* WORK REQUIRED *
Below are some records; find each line that carries the word "metal" and copy it.

:: EXCERPTED DATA

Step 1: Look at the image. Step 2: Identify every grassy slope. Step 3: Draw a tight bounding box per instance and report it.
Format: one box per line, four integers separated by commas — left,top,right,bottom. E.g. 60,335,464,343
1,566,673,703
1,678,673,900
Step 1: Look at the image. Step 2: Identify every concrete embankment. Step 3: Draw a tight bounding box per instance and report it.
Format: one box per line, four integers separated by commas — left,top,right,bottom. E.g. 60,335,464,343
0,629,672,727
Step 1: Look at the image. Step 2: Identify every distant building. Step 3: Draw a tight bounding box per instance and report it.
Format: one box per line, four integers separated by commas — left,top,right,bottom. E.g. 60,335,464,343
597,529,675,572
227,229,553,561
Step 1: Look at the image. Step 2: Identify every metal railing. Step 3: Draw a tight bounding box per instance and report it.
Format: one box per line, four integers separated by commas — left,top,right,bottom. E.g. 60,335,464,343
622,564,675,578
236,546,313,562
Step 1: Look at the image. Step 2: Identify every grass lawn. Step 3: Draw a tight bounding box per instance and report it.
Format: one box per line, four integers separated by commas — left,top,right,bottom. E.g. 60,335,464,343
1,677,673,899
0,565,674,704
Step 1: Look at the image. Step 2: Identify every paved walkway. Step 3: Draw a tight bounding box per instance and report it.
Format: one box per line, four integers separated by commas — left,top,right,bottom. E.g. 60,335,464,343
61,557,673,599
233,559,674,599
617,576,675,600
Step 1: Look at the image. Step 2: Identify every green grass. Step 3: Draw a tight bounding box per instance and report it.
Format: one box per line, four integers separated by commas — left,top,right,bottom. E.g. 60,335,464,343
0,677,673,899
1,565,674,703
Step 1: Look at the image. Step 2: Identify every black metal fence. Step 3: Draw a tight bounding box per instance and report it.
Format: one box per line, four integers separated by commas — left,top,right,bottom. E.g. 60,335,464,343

::::

* SOLVED EXERCISE *
Step 1: Look at the image. Step 2: Identify every metal railing. Step 3: Draw a tight bounding box per instance and report it.
Step 1: Look at the image. Step 2: Identify every black metal fence. Step 3: Draw a tight bounding box per instance and report it.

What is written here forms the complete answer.